### Extrait du texte
----
En 2012, le quotidien Algérien El Watan publie un sondage [8] selon lequel plus de 84 % des Algériens affirment qu’il « ne faut pas pardonner aux harkis ».

Pourquoi le sort des harkis reste-t-il parfois méconnu ?

Les harkis sont un sujet peu connu de l’enseignement à l’école.  L’historien Benoît Falaize, spécialiste de l’enseignement de l’histoire, souligne [9] que c’est seulement dans les années 2000 que les harkis font une apparition dans les programmes. Pourtant, les « pieds-noirs » (français d’Algérie) apparaissent dès 1971 dans les manuels scolaires au collège, et en 1983 au lycée. Les enseignants se sont plaints de manquer de ressources pour enseigner ce chapitre de l’histoire. Une enquête de l’Institut national de recherche pédagogique (INRP) a lieu entre 2000 et 2002 dans l’Académie de Lyon, qui confirme que les professeurs d’histoire au lycée sont plus à l’aise pour aborder le chapitre de la Shoah, qu’ils connaissent mieux et dont ils estiment pouvoir transmettre la mémoire plus facilement.

Jusqu’en 1983, la guerre d’Algérie n’est pas au programme au lycée. Dans les collèges en revanche, elle apparaît en 1970. On peut retrouver dans certains manuels quelques pages qui évoquent la guerre d’Algérie avec des récits complets, mais au fur et à mesure du temps, le récit diminue et est remplacé par des documents. En 1983,  la guerre d’Algérie est dans les programmes scolaires de tous les lycées. Puis, de 1985 à 2005, le conflit reste évoqué mais le chapitre n’est pas considéré comme un enjeu de mémoire. En section technique, le thème de la décolonisation est revenu dans le programme en 2007 pour les élèves. La question des harkis est récente, bien qu’elle ait toujours été évoquée brièvement dans les manuels.

Ce manque de ressources peut aussi venir de la difficulté d’aborder la question coloniale en classe, puisqu’il faut évoquer des évènements où la France a été en contradiction totale avec ses principes fondamentaux. L’équilibre à trouver est donc difficile pour les professeurs. L’histoire étant encore sujette à des débats et des blessures très vives, les visions de chacun à ce propos sont très revendiquées et peuvent d’ailleurs concerner des élèves au sein d’une classe.
----
### Données
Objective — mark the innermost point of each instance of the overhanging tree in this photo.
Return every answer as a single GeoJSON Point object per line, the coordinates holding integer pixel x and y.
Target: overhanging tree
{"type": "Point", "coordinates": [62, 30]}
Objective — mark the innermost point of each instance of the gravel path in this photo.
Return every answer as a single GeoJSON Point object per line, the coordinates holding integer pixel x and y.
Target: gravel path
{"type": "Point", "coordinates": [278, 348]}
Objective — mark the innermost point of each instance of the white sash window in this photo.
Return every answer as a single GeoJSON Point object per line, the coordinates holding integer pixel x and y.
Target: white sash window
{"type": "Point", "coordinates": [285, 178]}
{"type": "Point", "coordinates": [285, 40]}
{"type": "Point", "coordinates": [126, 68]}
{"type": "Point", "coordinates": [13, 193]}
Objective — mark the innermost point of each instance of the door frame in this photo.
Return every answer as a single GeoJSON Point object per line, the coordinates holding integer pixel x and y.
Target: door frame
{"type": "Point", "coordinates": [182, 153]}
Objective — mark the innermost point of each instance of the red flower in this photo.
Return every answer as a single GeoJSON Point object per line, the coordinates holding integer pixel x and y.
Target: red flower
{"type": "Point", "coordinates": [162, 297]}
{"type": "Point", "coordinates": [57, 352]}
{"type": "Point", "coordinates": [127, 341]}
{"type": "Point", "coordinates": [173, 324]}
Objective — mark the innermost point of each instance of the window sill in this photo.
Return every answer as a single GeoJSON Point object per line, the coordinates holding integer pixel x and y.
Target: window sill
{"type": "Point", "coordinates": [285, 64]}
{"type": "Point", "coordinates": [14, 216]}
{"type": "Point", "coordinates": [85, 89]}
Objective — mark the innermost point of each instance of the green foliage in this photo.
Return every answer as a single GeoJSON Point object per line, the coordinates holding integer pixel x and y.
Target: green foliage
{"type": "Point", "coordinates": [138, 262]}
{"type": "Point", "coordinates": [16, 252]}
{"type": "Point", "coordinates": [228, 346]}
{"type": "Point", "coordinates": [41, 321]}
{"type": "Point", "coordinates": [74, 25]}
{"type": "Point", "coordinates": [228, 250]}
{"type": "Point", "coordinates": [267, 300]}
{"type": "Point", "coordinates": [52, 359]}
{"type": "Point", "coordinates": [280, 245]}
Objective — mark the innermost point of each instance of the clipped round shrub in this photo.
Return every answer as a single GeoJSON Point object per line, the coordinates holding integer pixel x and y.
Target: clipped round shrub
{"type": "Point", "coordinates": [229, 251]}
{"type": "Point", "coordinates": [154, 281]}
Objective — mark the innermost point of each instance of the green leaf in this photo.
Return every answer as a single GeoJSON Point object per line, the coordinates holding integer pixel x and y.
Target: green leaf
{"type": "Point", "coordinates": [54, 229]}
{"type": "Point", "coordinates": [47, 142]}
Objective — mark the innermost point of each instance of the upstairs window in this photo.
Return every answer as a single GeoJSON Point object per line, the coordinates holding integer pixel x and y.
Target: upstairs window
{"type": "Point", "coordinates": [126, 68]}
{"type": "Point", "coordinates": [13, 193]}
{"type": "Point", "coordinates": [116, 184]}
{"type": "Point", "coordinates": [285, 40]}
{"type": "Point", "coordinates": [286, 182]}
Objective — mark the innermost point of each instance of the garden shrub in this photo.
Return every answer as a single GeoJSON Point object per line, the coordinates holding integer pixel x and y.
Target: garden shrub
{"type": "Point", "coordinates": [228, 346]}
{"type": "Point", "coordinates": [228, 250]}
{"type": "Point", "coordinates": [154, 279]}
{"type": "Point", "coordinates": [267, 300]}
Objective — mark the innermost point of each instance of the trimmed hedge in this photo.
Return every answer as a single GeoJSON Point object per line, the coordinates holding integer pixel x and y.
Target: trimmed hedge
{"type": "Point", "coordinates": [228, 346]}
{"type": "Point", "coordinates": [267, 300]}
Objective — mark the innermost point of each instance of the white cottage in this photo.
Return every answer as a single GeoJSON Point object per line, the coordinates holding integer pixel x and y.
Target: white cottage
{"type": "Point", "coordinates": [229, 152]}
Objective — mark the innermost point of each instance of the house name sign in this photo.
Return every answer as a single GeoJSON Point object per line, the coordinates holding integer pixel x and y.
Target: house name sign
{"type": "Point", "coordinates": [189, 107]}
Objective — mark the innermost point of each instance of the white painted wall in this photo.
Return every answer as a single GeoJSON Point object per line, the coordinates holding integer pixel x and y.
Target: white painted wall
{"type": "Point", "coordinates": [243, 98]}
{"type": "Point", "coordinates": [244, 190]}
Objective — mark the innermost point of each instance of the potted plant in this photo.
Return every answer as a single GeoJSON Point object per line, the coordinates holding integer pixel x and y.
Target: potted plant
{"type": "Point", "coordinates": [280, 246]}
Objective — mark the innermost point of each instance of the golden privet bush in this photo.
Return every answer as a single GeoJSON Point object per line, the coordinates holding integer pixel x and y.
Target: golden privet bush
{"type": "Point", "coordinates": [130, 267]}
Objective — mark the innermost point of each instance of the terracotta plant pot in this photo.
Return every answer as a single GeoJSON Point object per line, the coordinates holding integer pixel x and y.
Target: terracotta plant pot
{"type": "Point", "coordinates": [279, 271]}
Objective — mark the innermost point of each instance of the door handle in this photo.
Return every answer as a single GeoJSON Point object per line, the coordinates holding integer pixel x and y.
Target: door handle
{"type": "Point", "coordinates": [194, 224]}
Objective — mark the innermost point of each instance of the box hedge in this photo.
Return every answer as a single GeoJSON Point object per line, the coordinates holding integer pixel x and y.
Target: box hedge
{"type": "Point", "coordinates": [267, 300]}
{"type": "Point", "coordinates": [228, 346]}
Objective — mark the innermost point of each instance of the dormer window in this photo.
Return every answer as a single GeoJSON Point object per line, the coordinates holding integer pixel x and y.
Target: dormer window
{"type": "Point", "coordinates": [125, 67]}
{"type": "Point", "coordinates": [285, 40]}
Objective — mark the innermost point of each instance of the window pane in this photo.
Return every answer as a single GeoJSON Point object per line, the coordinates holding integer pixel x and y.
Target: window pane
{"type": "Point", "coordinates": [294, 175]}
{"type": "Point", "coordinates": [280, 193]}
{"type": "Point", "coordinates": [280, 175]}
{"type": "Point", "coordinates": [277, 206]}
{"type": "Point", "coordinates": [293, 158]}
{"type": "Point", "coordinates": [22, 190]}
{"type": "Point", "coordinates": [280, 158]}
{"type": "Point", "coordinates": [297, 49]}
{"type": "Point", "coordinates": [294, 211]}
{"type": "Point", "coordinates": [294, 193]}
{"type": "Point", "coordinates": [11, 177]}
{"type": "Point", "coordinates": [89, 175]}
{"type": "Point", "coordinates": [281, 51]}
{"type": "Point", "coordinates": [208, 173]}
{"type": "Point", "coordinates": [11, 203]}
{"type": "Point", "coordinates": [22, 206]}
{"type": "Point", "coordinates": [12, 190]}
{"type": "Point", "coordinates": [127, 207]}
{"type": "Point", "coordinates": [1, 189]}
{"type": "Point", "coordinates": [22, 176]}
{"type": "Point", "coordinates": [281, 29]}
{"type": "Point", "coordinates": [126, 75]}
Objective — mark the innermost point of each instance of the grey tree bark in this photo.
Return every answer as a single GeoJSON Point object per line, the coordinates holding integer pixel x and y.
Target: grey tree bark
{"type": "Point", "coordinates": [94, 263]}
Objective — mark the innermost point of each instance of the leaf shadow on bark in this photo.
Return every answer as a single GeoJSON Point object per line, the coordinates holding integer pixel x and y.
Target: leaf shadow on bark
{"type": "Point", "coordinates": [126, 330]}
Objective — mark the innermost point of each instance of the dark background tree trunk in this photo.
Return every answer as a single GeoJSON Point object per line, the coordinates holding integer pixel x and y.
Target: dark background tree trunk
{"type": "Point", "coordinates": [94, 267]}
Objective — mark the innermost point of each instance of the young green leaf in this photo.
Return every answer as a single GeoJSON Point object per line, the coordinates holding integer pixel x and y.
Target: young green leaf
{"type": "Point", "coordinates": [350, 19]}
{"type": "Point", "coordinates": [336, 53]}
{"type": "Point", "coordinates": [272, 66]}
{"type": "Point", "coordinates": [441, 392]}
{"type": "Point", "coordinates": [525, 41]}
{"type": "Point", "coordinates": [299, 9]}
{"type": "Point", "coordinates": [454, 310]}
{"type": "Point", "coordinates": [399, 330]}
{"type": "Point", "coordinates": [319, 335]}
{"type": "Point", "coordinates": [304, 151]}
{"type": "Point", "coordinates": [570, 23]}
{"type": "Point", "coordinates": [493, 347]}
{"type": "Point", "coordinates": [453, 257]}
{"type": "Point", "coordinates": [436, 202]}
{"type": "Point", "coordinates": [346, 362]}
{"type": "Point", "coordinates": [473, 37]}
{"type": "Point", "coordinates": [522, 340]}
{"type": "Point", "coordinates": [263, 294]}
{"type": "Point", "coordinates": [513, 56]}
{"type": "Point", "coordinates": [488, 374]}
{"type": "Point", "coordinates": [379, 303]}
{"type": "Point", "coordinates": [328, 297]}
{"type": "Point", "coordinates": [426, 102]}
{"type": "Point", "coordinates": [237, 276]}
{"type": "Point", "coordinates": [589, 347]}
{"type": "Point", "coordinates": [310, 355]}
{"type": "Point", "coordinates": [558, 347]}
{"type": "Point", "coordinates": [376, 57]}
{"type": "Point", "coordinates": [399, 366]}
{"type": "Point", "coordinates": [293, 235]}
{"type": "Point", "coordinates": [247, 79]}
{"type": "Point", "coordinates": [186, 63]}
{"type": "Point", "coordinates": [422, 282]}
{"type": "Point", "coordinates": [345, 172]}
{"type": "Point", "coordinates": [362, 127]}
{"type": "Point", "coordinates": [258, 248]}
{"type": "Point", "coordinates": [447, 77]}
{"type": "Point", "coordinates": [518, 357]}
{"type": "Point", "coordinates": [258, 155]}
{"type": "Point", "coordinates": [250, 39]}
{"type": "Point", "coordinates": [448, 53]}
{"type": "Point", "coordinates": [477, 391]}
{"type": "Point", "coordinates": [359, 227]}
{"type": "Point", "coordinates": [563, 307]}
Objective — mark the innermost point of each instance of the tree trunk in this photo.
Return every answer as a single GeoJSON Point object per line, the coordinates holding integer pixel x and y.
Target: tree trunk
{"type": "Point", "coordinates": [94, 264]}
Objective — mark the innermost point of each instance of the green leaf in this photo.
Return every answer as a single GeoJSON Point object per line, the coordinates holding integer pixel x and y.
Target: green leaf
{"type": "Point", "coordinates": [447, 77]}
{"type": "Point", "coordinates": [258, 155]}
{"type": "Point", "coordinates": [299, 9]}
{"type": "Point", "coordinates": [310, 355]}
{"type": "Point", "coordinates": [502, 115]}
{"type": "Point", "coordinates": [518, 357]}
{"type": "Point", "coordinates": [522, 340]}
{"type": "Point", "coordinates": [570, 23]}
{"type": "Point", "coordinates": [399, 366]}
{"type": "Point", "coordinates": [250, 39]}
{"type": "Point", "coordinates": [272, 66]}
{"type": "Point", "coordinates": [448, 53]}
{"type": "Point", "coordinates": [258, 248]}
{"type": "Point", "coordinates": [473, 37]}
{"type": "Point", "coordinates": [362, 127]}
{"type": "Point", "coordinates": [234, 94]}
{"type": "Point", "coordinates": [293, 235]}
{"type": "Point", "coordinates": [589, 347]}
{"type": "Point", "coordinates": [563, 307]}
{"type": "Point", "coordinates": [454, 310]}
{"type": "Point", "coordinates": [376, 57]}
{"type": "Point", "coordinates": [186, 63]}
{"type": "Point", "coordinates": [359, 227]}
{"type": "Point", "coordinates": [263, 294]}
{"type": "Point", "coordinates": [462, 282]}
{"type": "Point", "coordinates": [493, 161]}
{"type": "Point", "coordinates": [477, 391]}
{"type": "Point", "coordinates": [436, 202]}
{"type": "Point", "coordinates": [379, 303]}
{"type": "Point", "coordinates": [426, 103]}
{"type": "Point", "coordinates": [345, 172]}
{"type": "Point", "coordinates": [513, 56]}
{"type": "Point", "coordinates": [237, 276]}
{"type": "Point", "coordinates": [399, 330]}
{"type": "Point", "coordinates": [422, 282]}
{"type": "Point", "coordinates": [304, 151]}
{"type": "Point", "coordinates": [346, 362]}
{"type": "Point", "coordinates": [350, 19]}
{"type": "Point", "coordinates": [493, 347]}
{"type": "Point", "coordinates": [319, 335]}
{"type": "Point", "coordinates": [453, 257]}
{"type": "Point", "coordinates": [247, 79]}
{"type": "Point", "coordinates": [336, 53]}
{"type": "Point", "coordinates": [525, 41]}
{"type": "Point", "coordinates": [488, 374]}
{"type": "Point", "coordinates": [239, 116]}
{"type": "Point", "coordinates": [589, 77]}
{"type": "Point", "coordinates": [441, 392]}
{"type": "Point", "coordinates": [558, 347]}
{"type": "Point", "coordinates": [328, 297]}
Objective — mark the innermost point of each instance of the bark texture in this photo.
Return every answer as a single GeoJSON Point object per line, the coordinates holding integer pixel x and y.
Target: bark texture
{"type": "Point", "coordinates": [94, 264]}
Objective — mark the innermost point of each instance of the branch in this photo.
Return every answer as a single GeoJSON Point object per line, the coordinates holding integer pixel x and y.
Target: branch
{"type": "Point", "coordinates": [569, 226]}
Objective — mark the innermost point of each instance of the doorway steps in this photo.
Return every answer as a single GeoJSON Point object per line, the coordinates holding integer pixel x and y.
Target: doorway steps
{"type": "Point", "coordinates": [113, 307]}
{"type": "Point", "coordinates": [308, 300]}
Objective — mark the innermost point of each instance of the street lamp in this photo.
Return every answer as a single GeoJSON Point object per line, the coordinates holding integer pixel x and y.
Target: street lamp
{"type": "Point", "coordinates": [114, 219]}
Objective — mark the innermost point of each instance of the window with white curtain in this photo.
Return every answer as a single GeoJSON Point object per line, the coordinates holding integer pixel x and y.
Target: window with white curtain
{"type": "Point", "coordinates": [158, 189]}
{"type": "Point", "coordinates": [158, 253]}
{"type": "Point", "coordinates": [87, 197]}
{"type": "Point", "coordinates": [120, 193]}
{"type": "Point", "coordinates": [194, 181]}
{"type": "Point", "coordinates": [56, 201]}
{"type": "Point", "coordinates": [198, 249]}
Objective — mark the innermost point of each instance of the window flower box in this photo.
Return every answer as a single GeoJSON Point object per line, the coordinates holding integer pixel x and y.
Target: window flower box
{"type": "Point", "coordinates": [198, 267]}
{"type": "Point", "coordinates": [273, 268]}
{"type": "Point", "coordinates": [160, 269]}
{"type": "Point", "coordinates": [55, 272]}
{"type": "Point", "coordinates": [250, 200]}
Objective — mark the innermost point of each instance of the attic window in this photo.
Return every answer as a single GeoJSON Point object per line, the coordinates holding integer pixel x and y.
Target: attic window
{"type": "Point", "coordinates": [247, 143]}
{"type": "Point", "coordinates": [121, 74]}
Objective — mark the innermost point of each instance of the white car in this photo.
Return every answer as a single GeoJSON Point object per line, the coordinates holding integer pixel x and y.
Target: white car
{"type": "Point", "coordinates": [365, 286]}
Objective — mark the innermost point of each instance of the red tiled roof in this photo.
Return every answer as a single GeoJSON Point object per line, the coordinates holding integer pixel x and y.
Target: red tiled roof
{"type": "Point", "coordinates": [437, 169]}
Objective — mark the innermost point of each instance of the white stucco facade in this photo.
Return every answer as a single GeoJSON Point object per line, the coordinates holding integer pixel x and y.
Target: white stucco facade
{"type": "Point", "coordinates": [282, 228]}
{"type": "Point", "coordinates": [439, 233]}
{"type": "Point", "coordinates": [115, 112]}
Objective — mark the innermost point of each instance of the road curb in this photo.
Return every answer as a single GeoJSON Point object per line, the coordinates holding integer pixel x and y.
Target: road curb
----
### Tâches à réaliser
(a) Répondez à ces questions sur l'extrait consacré aux harkis :
(i) Selon le sondage publié en 2012 par El Watan, quelle part des Algériens affirme qu'il « ne faut pas pardonner aux harkis » ?
(ii) En quelle année les « pieds-noirs » apparaissent-ils dans les manuels scolaires au collège ?
(iii) À partir de quelle année la guerre d'Algérie figure-t-elle dans les programmes de tous les lycées ?
(b) Prolongez l'extrait sur les harkis et leur place à l'école en reprenant juste après sa dernière phrase.
Les données n'ont aucun rôle ici.

### Réponses attendues
(a)
(i) Plus de 84 %.
(ii) En 1971.
(iii) En 1983.

(b)
Les prises de parole des Présidents français sur les harkis

L’abandon des harkis est un épisode honteux pour la France. Les différentes initiatives gouvernementales pour leur rendre justice ont souvent été perçues comme insuffisantes pour ces derniers. Le comité national de liaison de harkis (CNLH), ainsi que l’AJIR (Association Justice Information Réparation) ont réclamé qu’une “loi de reconnaissance de l’abandon des harkis” soit votée avant la fin de l’année 2021. Ils demandent une reconnaissance de la responsabilité de la France concernant leur abandon et les massacres, mais aussi des conditions indignes dans lesquelles ils ont vécu une fois arrivés en France. 

Jacques Chirac est le premier président français à affirmer que l’État n’a pas réussi à empêcher le massacre des harkis restés en Algérie. Il reconnaît en 2005 une « dette d’honneur » [10] de la France vis-à-vis des harkis. À la suite de cela, les présidents ont toujours évoqué ce devoir de mémoire, en proposant des procédures d’indemnisation.

Le 31 mars 2007, Nicolas Sarkozy s’engage pendant la campagne présidentielle à reconnaître officiellement la responsabilité de la France dans l’abandon et le massacre des harkis. En juillet 2015, le secrétariat d’État aux anciens combattants instaure l’installation de plaques dans les anciens hameaux de forestage (structures mises en place en France, pour loger et employer des familles d’anciens harkis après la fin de la guerre, afin de reboiser et aménager des forêts domaniales) sous François Hollande.

En octobre 2018, le Conseil d’État condamne l’État français pour les conditions de vie des harkis dans les camps de transit, après une plainte déposée par un fils de harki ayant obtenu 15 000 €, « en réparation des préjudices matériels et moraux ». Cette condamnation a lieu 56 ans après la création du camp de Bias, dans lequel Kader Tamazount, le plaignant, a passé 22 ans de sa vie, aux côtés d’une centaine d’autres familles.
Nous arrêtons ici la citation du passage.